Start DATA FOR THIS EXERCISE

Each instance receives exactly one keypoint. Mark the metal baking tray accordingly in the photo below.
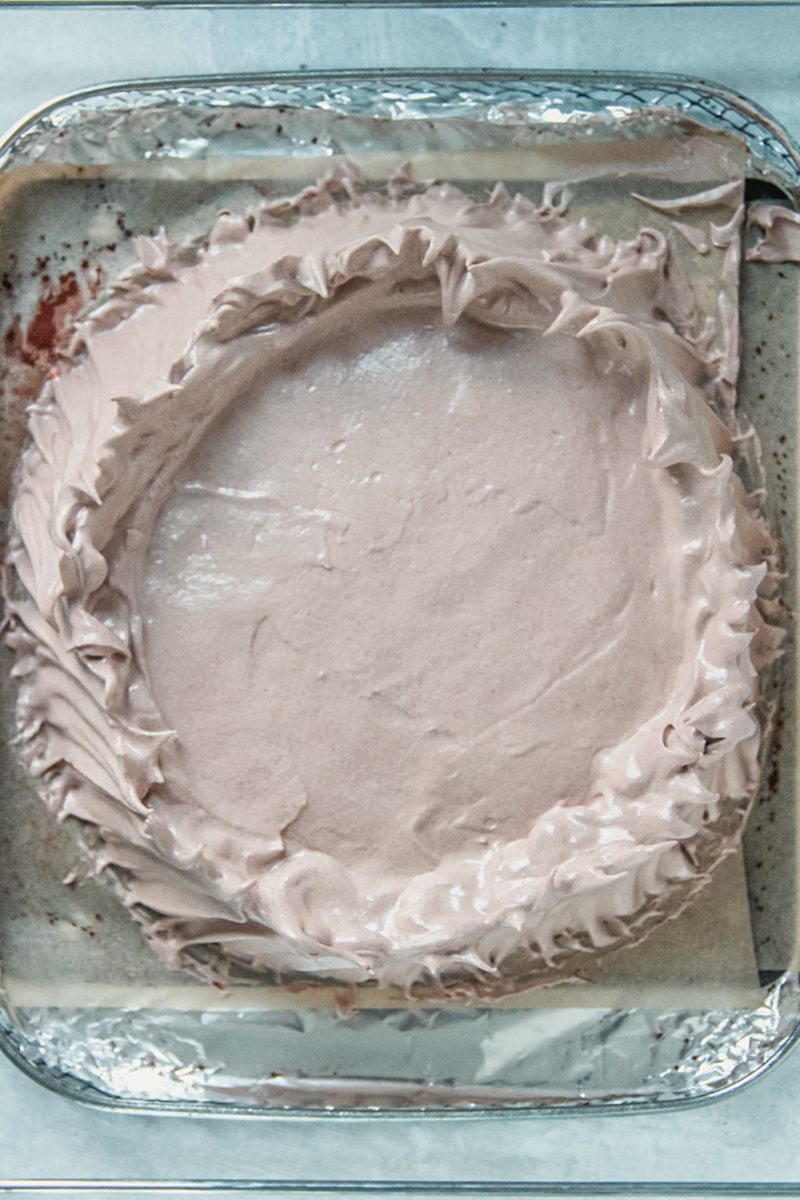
(77, 180)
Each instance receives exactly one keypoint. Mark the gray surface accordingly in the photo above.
(43, 1135)
(751, 1137)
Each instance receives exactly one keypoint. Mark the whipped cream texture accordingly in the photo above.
(385, 591)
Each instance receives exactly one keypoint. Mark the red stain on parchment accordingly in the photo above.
(58, 305)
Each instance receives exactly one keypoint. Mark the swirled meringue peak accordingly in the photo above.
(385, 591)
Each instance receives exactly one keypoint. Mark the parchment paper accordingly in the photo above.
(70, 947)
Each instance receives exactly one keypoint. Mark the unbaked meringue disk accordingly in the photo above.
(385, 591)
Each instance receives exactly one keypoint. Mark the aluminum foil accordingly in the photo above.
(138, 156)
(439, 1060)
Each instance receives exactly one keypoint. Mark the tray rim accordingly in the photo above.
(94, 1097)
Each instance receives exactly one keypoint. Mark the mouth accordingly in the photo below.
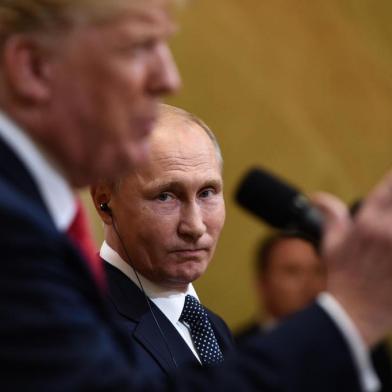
(145, 126)
(190, 253)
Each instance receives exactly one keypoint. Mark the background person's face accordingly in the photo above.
(105, 85)
(293, 279)
(171, 211)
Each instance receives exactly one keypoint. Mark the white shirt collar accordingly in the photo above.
(54, 189)
(170, 302)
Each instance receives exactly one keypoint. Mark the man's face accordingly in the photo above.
(171, 211)
(293, 278)
(105, 84)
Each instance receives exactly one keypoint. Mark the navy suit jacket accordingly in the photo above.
(56, 333)
(153, 355)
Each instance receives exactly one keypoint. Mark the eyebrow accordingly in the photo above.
(174, 184)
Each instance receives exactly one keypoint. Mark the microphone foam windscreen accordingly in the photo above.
(267, 197)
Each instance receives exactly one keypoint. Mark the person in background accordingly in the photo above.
(288, 276)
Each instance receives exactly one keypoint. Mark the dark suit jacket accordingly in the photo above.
(380, 355)
(154, 356)
(56, 334)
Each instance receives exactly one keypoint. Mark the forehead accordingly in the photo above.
(180, 149)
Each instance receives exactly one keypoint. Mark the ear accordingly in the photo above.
(101, 193)
(26, 64)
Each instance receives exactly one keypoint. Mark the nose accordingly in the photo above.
(166, 78)
(191, 226)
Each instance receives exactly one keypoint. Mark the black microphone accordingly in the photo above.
(279, 204)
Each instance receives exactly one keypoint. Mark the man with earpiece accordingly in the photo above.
(162, 223)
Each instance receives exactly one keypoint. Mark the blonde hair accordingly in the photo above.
(17, 16)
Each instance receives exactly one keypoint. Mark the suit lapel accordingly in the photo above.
(131, 303)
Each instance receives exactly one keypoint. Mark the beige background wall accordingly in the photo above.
(300, 87)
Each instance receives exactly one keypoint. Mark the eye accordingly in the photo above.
(164, 196)
(205, 193)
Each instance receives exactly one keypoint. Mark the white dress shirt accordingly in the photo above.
(169, 302)
(54, 189)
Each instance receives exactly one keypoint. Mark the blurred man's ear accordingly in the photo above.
(101, 194)
(26, 69)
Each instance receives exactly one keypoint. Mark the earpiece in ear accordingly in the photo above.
(105, 208)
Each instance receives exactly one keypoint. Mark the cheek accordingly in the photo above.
(215, 219)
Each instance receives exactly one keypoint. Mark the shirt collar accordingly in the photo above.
(170, 302)
(54, 189)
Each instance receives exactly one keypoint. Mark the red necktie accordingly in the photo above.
(80, 235)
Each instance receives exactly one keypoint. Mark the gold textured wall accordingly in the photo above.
(300, 87)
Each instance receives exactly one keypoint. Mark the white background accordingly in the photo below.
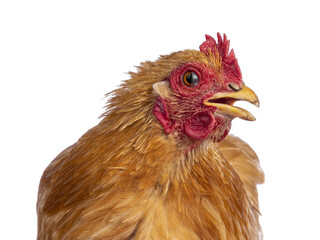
(59, 58)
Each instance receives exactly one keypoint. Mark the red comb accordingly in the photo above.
(229, 60)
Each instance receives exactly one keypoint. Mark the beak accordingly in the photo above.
(224, 101)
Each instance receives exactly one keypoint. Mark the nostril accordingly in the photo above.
(234, 87)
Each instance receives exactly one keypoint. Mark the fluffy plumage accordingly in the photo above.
(138, 174)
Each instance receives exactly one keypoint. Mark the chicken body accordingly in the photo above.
(130, 178)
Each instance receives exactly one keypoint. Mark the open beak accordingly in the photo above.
(224, 101)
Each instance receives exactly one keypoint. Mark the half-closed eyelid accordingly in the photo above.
(234, 87)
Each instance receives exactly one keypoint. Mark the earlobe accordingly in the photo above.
(161, 112)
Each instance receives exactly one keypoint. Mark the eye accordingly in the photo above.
(190, 79)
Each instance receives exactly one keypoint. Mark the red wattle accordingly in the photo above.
(199, 126)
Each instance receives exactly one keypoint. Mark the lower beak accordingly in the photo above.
(223, 101)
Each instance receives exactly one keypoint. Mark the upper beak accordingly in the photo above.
(223, 101)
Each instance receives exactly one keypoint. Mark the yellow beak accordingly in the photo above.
(223, 101)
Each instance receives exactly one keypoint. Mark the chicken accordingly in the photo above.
(160, 164)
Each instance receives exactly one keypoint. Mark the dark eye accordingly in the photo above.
(190, 79)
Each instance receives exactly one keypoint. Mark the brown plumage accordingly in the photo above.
(143, 174)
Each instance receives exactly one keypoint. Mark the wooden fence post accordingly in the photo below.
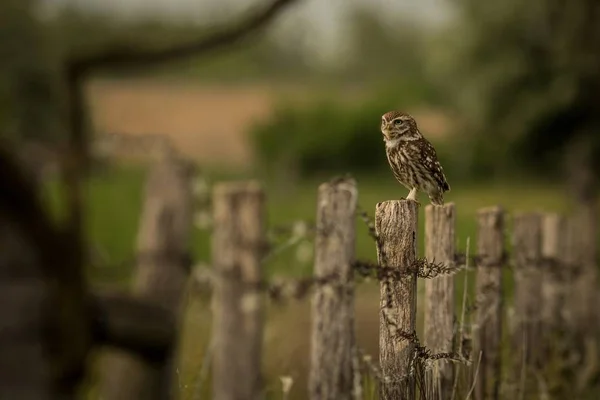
(488, 289)
(554, 281)
(238, 246)
(581, 293)
(584, 289)
(439, 292)
(528, 275)
(160, 277)
(396, 227)
(332, 372)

End DATA FOR THIS EXERCISE

### EXERCISE BRIEF
Quote every line of the listing above word for word, omitting the pictures.

### SOLUTION FOR THIS TASK
Each instance receives exactly one keypoint. Mark the metal baking tray accordingly in the photo below.
(77, 180)
Each instance receives exactly one keypoint. Mark the gray surface accordingly in the photo above.
(43, 1135)
(751, 1137)
Each instance receives exactly one keypoint. Mark the whipped cream texture accordingly in the photo above.
(385, 591)
Each instance receives exactly one keypoint. Mark the red stain on parchment accordingly in the photo above.
(58, 305)
Each instance receives exactly one keypoint. Mark the swirled meringue peak accordingly in the photo above.
(385, 591)
Each instance receives exactly one keypoint. Mark the parchment paper accordingly in the photo above.
(70, 947)
Each instance receives exactly one keypoint. Mark the unbaked meringue disk accordingly in the photo above.
(385, 591)
Each instance receives exactly one keypoint. Mark the aluminum foil accordingly in the photo above.
(138, 156)
(439, 1060)
Each instance receives exactly one keypoint. Mark the tray rim accordingly in the photo above.
(94, 1097)
Each instance receives exactly one keypoint. Mark the mouth accordingly in the photo below.
(145, 126)
(190, 253)
Each instance receives exactly one keypoint. Mark the background person's face accordingly in the photo above.
(105, 85)
(293, 279)
(171, 211)
Each instance receives exactly one keypoint. Mark the white shirt collar accordingly in the photo above.
(54, 189)
(170, 302)
Each instance receives exactly one keypoint. Mark the man's face accordingly in the photo above.
(171, 211)
(293, 278)
(105, 84)
Each instance receives exactly one keypoint. Mark the navy suit jacket accordingly in the photo above.
(56, 333)
(153, 355)
Each instance receives exactly one keypoint. Mark the eyebrow accordingly in the photo above.
(174, 184)
Each instance receives exactly one keypoint. Mark the microphone foam windscreen accordingly in the photo above.
(267, 197)
Each instance receives exactly one keypoint. Mark the person in background accordingly in the photo above.
(288, 276)
Each instance receives exactly one keypoint. Mark the dark suit jacket accordingly in the photo above.
(380, 355)
(154, 356)
(56, 334)
Each instance receives exactly one keypoint. Mark the forehead accordingly in the photo above.
(180, 149)
Each instance receives exactly one keypoint. Mark the ear accordingly in the photo above.
(101, 193)
(26, 64)
Each instance receives exactly one keypoint. Mark the nose accordingly in the photo above.
(166, 78)
(191, 226)
Each instance receives exactly one keypoint. Mark the black microphone accordingly in the photo above.
(279, 204)
Each instance receives exactly one keypoint. Mark the man with earpiece accordingly in the photo above.
(162, 223)
Each instance receives exactly one keypoint. Mark the blonde hair accordingly in the photo above.
(17, 16)
Each instance receives exactly one keypoint. Mark the suit lapel accordingly in the photo above.
(131, 303)
Each instance receives exactly one keypoint. Mark the beige background wall accordingly in the photo above.
(300, 87)
Each instance receives exactly one keypoint. Mark the eye accordingly in the photo above.
(164, 196)
(205, 193)
Each instance receives exactly one keypoint. Mark the white dress shirt accordingly in the photo above.
(169, 302)
(54, 189)
Each instance receives exactly one keypoint. Mark the blurred man's ear accordingly in the photo above.
(101, 194)
(26, 69)
Each instance receives exactly one keypoint. Mark the earpiece in ear accordingly in the photo above.
(105, 208)
Each instance receives exactly one keypoint. Mark the cheek accordingly in the photo above.
(215, 219)
Each instance receives exactly one keypoint. Mark the shirt collar accordingly in the photo above.
(170, 302)
(54, 189)
Each instance receives exactly one keypoint. Mark the red necktie accordingly in the photo above.
(80, 235)
Each instance receives exactly one keypoint. Mark the gold textured wall accordingly in the photo above.
(300, 87)
Each instance receives exactly one keypoint. Mark the white background accordingly in the photo below.
(59, 58)
Each instance receives exactly one keypoint. Mark the red comb accordingly in the photo above.
(229, 60)
Each instance receives exactly one keypoint. Mark the beak accordingly in the photo above.
(224, 101)
Each instance receives exactly one keypoint. Mark the nostril accordingly in the photo above.
(234, 87)
Each instance receives exactly one keypoint. Mark the fluffy plumage accordingly in the photo above.
(138, 174)
Each instance receives exactly one keypoint. Mark the chicken body accordingly in the photo above.
(130, 178)
Each instance receives exactly one keypoint. Mark the open beak accordingly in the photo above.
(224, 101)
Each instance receives exactly one keypoint. Mark the half-closed eyelid accordingly in the photo above.
(234, 87)
Each instance receives exactly one keypoint. Mark the earlobe accordingly in the photo above.
(161, 112)
Each instance receives exactly one keypoint. Mark the eye accordingly in the photo above.
(190, 79)
Each instance receives exactly one keypoint. Mark the red wattle accordingly in the photo above.
(199, 126)
Each instance receives exactly one keypoint. Mark the lower beak accordingly in the photo above.
(223, 101)
Each instance receives exactly one keypoint. Mark the upper beak accordingly in the photo above.
(223, 101)
Each instance receives exactly one keypoint. Mark the yellow beak accordingly in the photo above.
(223, 101)
Each instance receives exactly one keypoint. Mark the chicken accordingly in the photo above.
(160, 164)
Each instance receives exactly one keypoint. Mark the dark eye accordingly in the photo above.
(190, 79)
Each instance receives exactly one keypoint. Mark the brown plumage accordingly in the photo above.
(143, 174)
Each instance receives exactly one keypoint. Mark the wooden fence post accordingly in the photo below.
(488, 289)
(554, 281)
(238, 246)
(581, 293)
(584, 289)
(439, 292)
(528, 275)
(160, 277)
(396, 227)
(332, 372)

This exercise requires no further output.